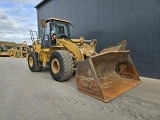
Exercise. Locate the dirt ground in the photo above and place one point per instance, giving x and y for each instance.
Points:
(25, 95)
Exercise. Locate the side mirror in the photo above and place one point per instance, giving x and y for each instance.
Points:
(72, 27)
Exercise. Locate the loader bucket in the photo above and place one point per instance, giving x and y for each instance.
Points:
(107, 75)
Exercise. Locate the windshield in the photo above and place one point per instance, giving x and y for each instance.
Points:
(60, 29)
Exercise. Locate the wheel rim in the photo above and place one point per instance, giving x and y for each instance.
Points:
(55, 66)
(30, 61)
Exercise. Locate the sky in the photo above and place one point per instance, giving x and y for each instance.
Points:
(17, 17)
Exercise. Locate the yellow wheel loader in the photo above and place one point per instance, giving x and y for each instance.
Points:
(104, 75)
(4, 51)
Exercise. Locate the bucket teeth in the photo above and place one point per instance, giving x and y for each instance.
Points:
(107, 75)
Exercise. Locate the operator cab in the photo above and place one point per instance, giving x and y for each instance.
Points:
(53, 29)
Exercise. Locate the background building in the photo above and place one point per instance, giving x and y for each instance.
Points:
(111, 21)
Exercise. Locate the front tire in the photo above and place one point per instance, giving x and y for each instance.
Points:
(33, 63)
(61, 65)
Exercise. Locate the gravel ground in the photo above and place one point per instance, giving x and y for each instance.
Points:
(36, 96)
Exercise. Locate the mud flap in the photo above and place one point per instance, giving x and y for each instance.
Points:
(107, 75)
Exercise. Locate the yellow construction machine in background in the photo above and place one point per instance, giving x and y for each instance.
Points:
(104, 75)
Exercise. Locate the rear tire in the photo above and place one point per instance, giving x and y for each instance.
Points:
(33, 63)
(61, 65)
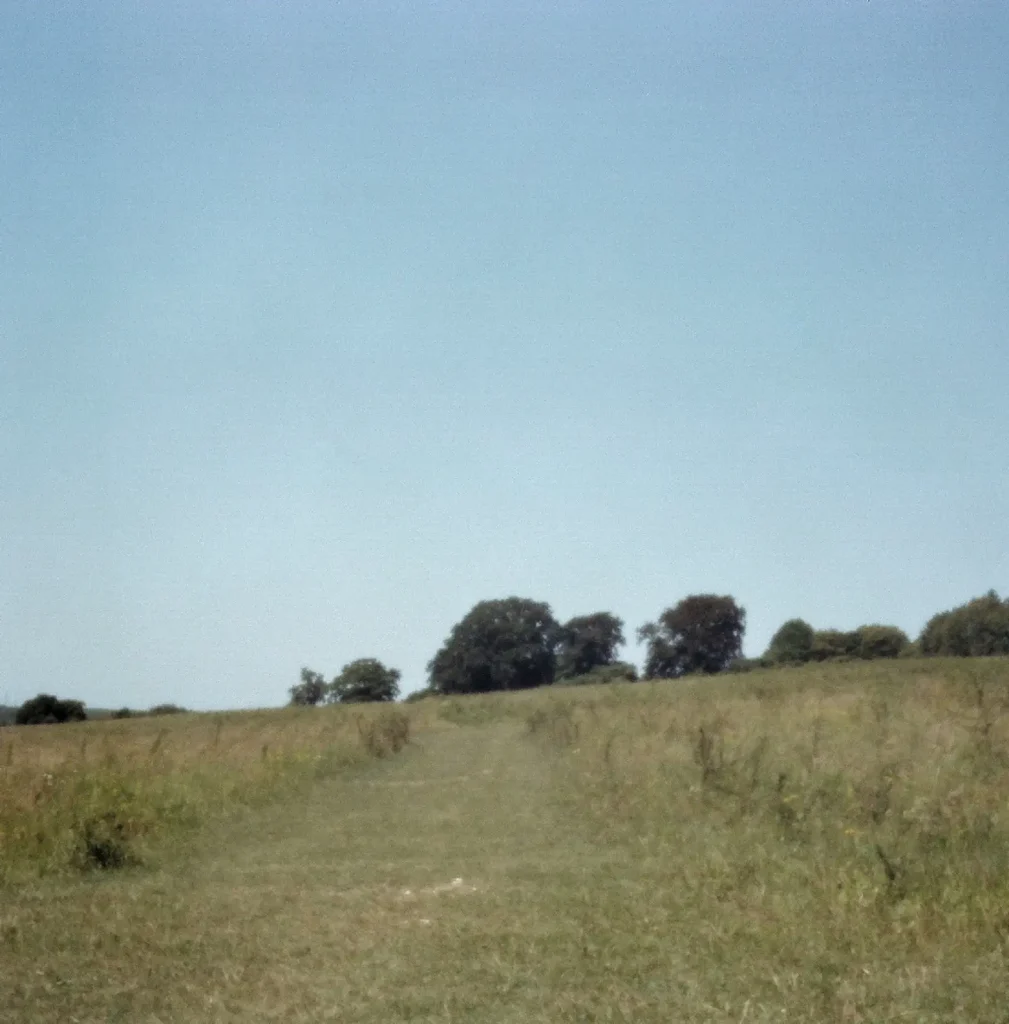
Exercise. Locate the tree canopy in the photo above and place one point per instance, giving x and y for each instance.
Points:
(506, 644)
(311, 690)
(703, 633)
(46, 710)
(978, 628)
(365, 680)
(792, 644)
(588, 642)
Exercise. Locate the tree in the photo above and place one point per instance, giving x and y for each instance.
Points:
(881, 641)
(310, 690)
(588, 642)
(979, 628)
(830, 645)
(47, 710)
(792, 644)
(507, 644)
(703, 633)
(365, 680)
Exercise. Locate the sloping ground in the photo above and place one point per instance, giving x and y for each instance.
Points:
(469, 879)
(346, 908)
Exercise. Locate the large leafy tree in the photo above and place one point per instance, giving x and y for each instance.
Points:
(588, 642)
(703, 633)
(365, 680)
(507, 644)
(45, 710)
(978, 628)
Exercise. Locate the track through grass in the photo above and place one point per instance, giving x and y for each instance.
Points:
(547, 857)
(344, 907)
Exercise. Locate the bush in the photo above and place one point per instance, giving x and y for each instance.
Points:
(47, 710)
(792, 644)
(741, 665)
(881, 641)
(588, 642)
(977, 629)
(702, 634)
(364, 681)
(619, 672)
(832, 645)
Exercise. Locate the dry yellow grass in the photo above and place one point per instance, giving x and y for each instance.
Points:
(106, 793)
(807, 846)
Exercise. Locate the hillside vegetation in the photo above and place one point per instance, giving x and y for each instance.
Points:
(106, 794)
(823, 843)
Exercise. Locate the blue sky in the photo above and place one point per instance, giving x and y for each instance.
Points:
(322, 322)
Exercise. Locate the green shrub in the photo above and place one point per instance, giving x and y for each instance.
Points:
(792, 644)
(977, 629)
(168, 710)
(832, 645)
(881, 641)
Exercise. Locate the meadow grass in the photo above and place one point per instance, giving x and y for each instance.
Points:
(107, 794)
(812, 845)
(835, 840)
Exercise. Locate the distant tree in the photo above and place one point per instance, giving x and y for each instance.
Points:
-----
### AIM
Reproduce all of the material above word for word, leaving out the pictures.

### TASK OUTPUT
Exercise. Locate the dirt ground in the photo above and place one point per instance, giving x and y for each instance.
Points:
(25, 95)
Exercise. Locate the side mirror in the photo above and place one point per instance, giving x and y for each instance.
Points:
(72, 27)
Exercise. Locate the loader bucket in the photo above and place one point per instance, giving x and y for each instance.
Points:
(107, 75)
Exercise. Locate the windshield in the photo above and place one point per instance, giving x and y for each instance.
Points:
(60, 29)
Exercise. Locate the wheel rim in the photo above and place one point per instance, giving x and y for each instance.
Points:
(55, 66)
(30, 61)
Exercise. Locate the sky in the photo above and place one point per instance, giving x and y for each instance.
Points:
(17, 17)
Exercise. Locate the yellow wheel loader in the photo above and place one point per instance, giving x and y for each instance.
Points:
(104, 75)
(4, 51)
Exercise. Locate the bucket teeth in the photo above and place one point per instance, giving x and y for each instance.
Points:
(107, 75)
Exercise. Locate the operator cab in the photo above and place one point per instance, giving x and y for each instance.
Points:
(53, 29)
Exercise. Locate the background building in the photo above and place one point per instance, giving x and y for each instance.
Points:
(111, 21)
Exercise. Locate the front tire in the photo above and place one point per instance, giving x and y for each instance.
Points:
(33, 63)
(61, 65)
Exercise. Locate the gravel ground in the photo above and place one point per instance, giving x and y for each instance.
Points:
(36, 96)
Exercise. Locate the mud flap in the photo above and place one point per instance, giving x and y for each instance.
Points:
(107, 75)
Exercise. Locate the yellow construction machine in background in the photo above and place one point per instance, giving x and y for each instance.
Points:
(104, 75)
Exercise. Locate the rear tire in the photo above and place one point per instance, giving x and y for each instance.
Points:
(33, 63)
(61, 65)
Exercise. Locate the tree canopy in the photo above and place one point per instance, giving x and y for each instance.
Points:
(506, 644)
(311, 690)
(703, 633)
(46, 710)
(978, 628)
(365, 680)
(792, 644)
(588, 642)
Exercise. Locate the tree in the photo above and place one point per instance, giving x and y for each instance.
Points:
(881, 641)
(310, 690)
(588, 642)
(979, 628)
(830, 645)
(47, 710)
(792, 644)
(507, 644)
(703, 633)
(365, 680)
Exercise. Locate the sloping ground in the photo above and place one point per instance, giving x and y for each instance.
Points:
(469, 879)
(346, 908)
Exercise. Locate the large leafy tree in the photo above and place one point per instance, giving x and y for each instance.
Points:
(588, 642)
(703, 633)
(365, 680)
(507, 644)
(45, 710)
(978, 628)
Exercise. Locate the track through grass in the photo above and place one point per instance, giving x and y for each instance.
Points:
(547, 857)
(344, 907)
Exercise. Locate the bush in the photo above and place one point per instance, giving x and y for each instance.
Points:
(47, 710)
(792, 644)
(741, 665)
(881, 641)
(588, 642)
(977, 629)
(702, 634)
(364, 681)
(619, 672)
(832, 645)
Exercise. Locate the dry yellow grass in the photo above and place one point per instance, giving x and y for each instance.
Points:
(106, 793)
(807, 846)
Exercise. Locate the hillside vegetation in the photo above and place one point per instance, giving x and y for each instance.
Points:
(106, 794)
(823, 843)
Exercise. Locate the blue sky in the photo above and place one point per instance, giving x and y for each instance.
Points:
(322, 322)
Exercise. Locate the green shrub in the photo above and place one point per instance, giving x and y for each instance.
Points:
(792, 644)
(977, 629)
(168, 710)
(832, 645)
(881, 641)
Exercise. Locate the meadow grass in the photo above and place one point per instance, giving x and y for each instance.
Points:
(107, 794)
(812, 845)
(835, 840)
Exercise. Locate the distant tree in the photo above and place one point per instance, giving x and y for each instance.
Points:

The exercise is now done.